Lay out all of the records below as a numbered list, one line per number, and skip any blank lines.
** start Data for processing **
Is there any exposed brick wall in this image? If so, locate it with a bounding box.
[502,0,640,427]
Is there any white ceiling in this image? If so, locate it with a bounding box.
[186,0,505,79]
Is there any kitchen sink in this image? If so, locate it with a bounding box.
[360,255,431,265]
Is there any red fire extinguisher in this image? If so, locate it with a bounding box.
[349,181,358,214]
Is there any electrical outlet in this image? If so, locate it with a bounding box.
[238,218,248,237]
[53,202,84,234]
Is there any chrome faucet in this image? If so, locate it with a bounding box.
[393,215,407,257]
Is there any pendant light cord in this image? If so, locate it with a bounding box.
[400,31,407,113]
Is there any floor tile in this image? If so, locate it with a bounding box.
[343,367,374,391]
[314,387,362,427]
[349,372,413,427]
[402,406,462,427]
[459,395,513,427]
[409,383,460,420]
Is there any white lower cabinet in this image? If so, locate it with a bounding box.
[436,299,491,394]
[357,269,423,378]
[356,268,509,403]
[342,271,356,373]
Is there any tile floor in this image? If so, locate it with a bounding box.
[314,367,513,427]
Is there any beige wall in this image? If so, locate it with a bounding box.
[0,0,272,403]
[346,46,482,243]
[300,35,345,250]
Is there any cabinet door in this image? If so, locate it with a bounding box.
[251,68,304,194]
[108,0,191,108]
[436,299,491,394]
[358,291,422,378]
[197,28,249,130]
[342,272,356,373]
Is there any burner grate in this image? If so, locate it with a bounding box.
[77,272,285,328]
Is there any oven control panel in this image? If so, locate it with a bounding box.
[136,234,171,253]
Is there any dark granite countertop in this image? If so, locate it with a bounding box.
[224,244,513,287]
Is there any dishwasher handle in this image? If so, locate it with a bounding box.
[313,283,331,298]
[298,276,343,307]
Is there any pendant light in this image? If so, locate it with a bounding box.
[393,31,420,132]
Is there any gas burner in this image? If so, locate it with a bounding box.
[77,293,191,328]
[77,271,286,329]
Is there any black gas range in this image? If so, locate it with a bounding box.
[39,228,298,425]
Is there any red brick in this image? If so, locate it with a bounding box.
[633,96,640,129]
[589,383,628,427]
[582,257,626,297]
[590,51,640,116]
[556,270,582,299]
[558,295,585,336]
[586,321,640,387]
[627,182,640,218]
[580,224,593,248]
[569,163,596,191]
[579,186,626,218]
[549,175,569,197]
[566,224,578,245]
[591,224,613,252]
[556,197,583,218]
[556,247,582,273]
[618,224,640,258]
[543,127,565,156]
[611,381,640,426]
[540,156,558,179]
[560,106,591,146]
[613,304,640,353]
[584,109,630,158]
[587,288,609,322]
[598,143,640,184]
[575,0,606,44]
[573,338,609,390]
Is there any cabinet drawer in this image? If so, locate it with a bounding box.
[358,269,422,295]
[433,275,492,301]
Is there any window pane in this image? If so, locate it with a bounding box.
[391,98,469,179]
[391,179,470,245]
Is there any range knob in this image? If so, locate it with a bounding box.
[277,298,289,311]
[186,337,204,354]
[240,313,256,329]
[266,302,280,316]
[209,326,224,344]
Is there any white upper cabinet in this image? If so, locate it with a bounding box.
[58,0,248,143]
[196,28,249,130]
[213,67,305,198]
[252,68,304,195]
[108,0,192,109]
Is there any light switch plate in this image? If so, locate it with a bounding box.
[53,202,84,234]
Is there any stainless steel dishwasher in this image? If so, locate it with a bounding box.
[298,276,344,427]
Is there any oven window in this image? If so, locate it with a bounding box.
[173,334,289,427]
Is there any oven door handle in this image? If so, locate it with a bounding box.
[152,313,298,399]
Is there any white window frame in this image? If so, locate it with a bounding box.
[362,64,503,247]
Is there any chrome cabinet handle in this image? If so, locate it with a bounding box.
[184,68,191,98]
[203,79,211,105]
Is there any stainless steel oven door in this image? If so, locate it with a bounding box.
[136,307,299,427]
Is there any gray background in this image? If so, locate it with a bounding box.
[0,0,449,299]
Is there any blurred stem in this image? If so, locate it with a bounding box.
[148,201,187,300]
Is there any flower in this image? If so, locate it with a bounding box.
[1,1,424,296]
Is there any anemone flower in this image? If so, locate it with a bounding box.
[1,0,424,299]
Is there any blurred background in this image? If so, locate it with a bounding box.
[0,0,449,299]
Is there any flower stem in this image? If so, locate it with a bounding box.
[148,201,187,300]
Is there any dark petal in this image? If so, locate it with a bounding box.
** end Data for processing **
• Response to the exercise
1. Is there any exposed brick wall in this image? If so, locate it with a bounding box.
2. [502,0,640,427]
3. Is there any white ceiling in this image? If so, locate it with a bounding box.
4. [186,0,505,79]
5. Is there any kitchen sink in this image? If so, locate it with a bounding box.
6. [360,255,431,265]
7. Is there any red fire extinguisher in this image? If so, locate it with a bounding box.
8. [349,181,358,214]
9. Is there any electrical outlet in this image? If so, locate it with a bounding box.
10. [238,218,248,237]
11. [53,202,84,234]
12. Is there any chrome faucet in this image? If so, locate it with a bounding box.
13. [393,215,407,257]
14. Is there any pendant light cord in this image? If so, locate it with a bounding box.
15. [400,31,407,113]
16. Is there any floor tile in this image? If so, locate it with a bounding box.
17. [343,367,374,391]
18. [314,387,362,427]
19. [349,372,413,427]
20. [402,406,462,427]
21. [459,395,513,427]
22. [409,383,460,420]
23. Is there any white lower cabinet in this image? If so, locate it with a bounding box.
24. [436,299,491,394]
25. [357,269,423,378]
26. [356,268,509,403]
27. [342,271,356,373]
28. Is there any tile floor in this image? If so, locate it with a bounding box.
29. [314,367,513,427]
30. Is there any beige wall in this image? If so, locate it with a bounding box.
31. [0,0,272,403]
32. [346,46,482,243]
33. [300,35,345,250]
34. Is there any cabinet door in this image? If so, locate it with a bounding box.
35. [251,68,304,194]
36. [108,0,191,108]
37. [436,299,491,394]
38. [358,291,422,378]
39. [197,28,249,130]
40. [342,272,356,373]
41. Is there any burner grate in this image? If so, locate it with a bounding box.
42. [77,272,285,328]
43. Is there any oven control panel in this image? If so, locate it with a bounding box.
44. [136,234,171,253]
45. Is there any dark granite countertop in this image? If so, locate it with a bounding box.
46. [224,244,513,287]
47. Is there any dishwasher handle in this image? If so, locate it with a bounding box.
48. [313,283,331,298]
49. [298,276,343,307]
50. Is there any pendant light in this image? If so, locate it with a bounding box.
51. [393,31,420,132]
52. Is there any gas burner in this image? If so, locate it with a bounding box.
53. [77,293,191,328]
54. [77,271,286,329]
55. Is there any black gas range in this image? If so, locate it with a bounding box.
56. [39,228,298,425]
57. Is there any red brick in this image? If so, locate it with a bounding box.
58. [633,96,640,129]
59. [589,383,628,427]
60. [582,257,626,297]
61. [590,51,640,116]
62. [556,270,582,299]
63. [558,295,585,336]
64. [586,321,640,387]
65. [627,182,640,218]
66. [580,224,593,248]
67. [569,163,596,191]
68. [579,186,626,218]
69. [549,175,569,197]
70. [566,224,578,245]
71. [591,224,613,252]
72. [556,197,583,218]
73. [556,247,582,273]
74. [618,224,640,258]
75. [543,127,565,156]
76. [611,381,640,426]
77. [540,156,558,179]
78. [560,106,591,146]
79. [613,304,640,353]
80. [584,109,630,158]
81. [587,288,609,322]
82. [598,143,640,184]
83. [575,0,606,44]
84. [573,338,609,390]
85. Is there any cabinet drawer in this image? If so, locate it with a bounding box.
86. [358,269,422,295]
87. [433,275,492,301]
88. Is there any window pane in this image? If so, locate it with a bounding box.
89. [391,98,469,179]
90. [391,179,470,245]
91. Is there any range knob in this image? If so, locate it with a bounding box.
92. [277,298,289,311]
93. [186,337,204,354]
94. [240,313,256,329]
95. [266,302,280,316]
96. [209,326,224,344]
97. Is there any white upper cabinet in this image? If so, locate it with a bounding box.
98. [58,0,248,143]
99. [196,28,249,130]
100. [213,67,305,198]
101. [252,68,304,195]
102. [108,0,192,109]
103. Is there any light switch plate in this image? If so, locate it with a bounding box.
104. [53,202,84,234]
105. Is there any stainless steel dishwasher in this image? If so, locate it with a bounding box.
106. [298,276,344,427]
107. Is there any oven window in this image? If so, locate it with a bounding box.
108. [173,334,289,427]
109. Is there any oven door handle in this image? If so, locate it with a bounding box.
110. [152,313,298,399]
111. Is there any white window frame in this image? If so, locate it with a bounding box.
112. [362,64,503,247]
113. Is there any chrome cabinet handle in this image? If so, locate it with a bounding box.
114. [184,68,191,98]
115. [203,79,211,105]
116. Is there any stainless steel oven door in this image? If so, locate it with a bounding box.
117. [136,307,299,427]
118. Is there any gray background in this image? If so, locate it with a bounding box.
119. [0,0,449,299]
120. Is there any blurred stem in this image? If so, locate it with a bounding box.
121. [148,201,187,300]
122. Is there any flower in this image? If so, locate it with a bounding box.
123. [1,1,424,296]
124. Is there any anemone flower in this image? If so, locate it with a bounding box.
125. [1,0,424,299]
126. Is there any blurred background in this image? If so, locate it with a bounding box.
127. [0,0,449,299]
128. Is there any flower stem in this image? If so, locate it with a bounding box.
129. [148,201,187,300]
130. Is there any dark petal in this image? If so, locate it with a bounding box.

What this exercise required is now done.